[Exercise] In the records that follow, find each line with "blurred" and pull it out.

[Material provided]
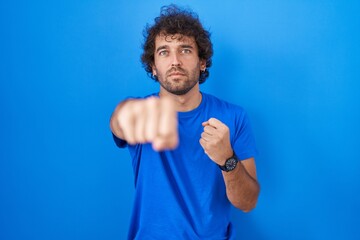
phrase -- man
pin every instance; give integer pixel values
(192, 153)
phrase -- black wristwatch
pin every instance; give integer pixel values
(230, 164)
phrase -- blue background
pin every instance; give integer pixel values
(294, 65)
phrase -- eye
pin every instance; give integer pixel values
(186, 51)
(163, 53)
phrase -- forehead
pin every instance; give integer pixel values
(174, 40)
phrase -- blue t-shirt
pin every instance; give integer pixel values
(180, 194)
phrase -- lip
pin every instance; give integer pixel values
(176, 74)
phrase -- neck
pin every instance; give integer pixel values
(186, 102)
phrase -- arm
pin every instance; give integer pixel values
(150, 120)
(242, 188)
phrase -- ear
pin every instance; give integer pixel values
(202, 64)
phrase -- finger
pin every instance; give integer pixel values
(206, 137)
(215, 123)
(210, 130)
(205, 124)
(202, 143)
(152, 113)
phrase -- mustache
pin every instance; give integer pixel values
(176, 69)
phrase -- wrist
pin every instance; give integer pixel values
(230, 163)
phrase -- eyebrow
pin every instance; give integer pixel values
(166, 47)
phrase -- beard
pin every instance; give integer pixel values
(179, 85)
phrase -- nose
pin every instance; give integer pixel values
(175, 61)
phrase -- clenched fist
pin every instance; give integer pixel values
(215, 140)
(152, 120)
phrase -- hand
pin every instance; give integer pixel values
(215, 140)
(149, 120)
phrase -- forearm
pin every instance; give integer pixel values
(242, 189)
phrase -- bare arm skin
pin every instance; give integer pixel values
(242, 188)
(151, 120)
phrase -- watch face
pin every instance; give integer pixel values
(230, 164)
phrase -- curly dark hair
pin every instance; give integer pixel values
(174, 20)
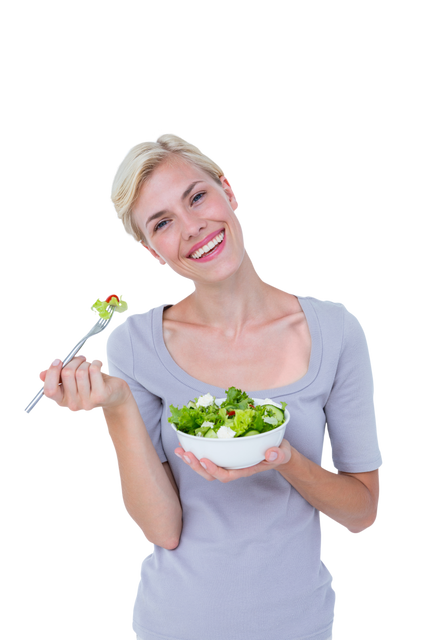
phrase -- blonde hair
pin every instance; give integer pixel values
(138, 163)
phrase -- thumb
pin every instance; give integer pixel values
(272, 455)
(283, 453)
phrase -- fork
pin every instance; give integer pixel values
(96, 329)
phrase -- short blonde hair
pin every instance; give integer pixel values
(138, 163)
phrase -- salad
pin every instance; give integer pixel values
(99, 306)
(236, 417)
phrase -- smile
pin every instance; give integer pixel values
(209, 249)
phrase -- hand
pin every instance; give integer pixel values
(213, 472)
(82, 386)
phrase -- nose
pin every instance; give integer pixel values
(191, 225)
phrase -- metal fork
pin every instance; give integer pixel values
(97, 328)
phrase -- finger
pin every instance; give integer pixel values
(83, 382)
(40, 375)
(97, 381)
(52, 376)
(196, 465)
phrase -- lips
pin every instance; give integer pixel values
(201, 244)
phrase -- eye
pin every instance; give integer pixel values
(202, 193)
(158, 225)
(194, 200)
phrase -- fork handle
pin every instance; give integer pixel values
(38, 396)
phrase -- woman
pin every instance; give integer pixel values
(238, 553)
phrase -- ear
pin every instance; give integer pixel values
(150, 252)
(231, 192)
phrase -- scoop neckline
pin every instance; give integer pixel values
(204, 387)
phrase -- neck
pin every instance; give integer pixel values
(235, 304)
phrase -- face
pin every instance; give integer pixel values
(189, 214)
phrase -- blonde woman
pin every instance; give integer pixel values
(237, 554)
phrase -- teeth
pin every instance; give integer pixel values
(209, 246)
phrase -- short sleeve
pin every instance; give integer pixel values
(120, 351)
(351, 409)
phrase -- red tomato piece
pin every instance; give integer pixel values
(112, 294)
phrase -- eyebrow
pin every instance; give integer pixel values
(163, 212)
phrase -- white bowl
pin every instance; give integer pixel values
(234, 453)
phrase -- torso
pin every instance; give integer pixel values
(270, 356)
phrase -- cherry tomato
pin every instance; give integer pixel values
(112, 294)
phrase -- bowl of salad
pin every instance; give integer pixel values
(233, 432)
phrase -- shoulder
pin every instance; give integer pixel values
(135, 327)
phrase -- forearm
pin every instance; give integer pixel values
(341, 499)
(146, 493)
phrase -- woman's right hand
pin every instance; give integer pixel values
(82, 386)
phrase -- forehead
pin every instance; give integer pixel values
(167, 183)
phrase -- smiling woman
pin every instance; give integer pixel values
(245, 541)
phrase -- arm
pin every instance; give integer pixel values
(352, 501)
(147, 494)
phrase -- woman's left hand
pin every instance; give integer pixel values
(213, 472)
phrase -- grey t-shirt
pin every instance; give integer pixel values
(249, 564)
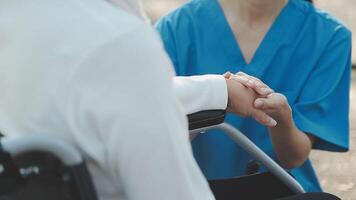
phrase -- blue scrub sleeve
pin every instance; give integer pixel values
(322, 109)
(167, 35)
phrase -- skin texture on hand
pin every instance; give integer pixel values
(291, 145)
(241, 101)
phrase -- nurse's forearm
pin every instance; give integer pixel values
(291, 145)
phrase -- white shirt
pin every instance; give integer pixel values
(97, 77)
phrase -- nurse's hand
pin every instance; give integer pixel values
(275, 105)
(241, 101)
(251, 82)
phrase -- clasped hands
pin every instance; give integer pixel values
(250, 97)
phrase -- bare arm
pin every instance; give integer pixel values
(291, 145)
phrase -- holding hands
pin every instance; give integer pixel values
(269, 108)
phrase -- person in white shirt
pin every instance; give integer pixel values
(95, 74)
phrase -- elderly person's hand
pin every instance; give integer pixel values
(273, 104)
(241, 101)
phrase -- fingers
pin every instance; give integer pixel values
(263, 118)
(272, 102)
(227, 75)
(253, 83)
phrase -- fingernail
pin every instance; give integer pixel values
(266, 90)
(250, 82)
(273, 122)
(258, 103)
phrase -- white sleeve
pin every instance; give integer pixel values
(122, 98)
(198, 93)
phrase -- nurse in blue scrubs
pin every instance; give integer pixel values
(303, 53)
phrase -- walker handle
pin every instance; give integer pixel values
(257, 154)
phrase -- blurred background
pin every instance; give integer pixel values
(336, 170)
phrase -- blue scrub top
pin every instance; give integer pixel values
(306, 55)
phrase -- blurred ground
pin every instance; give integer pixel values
(336, 170)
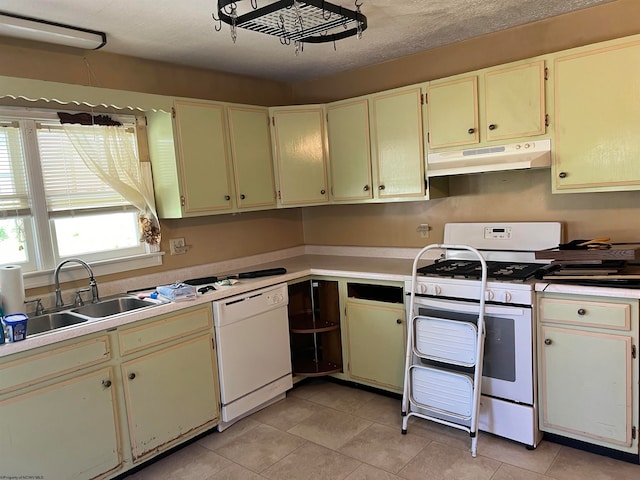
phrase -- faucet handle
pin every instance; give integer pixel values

[Solution to this task]
phrase -- blurred background
phrase -- blurred ground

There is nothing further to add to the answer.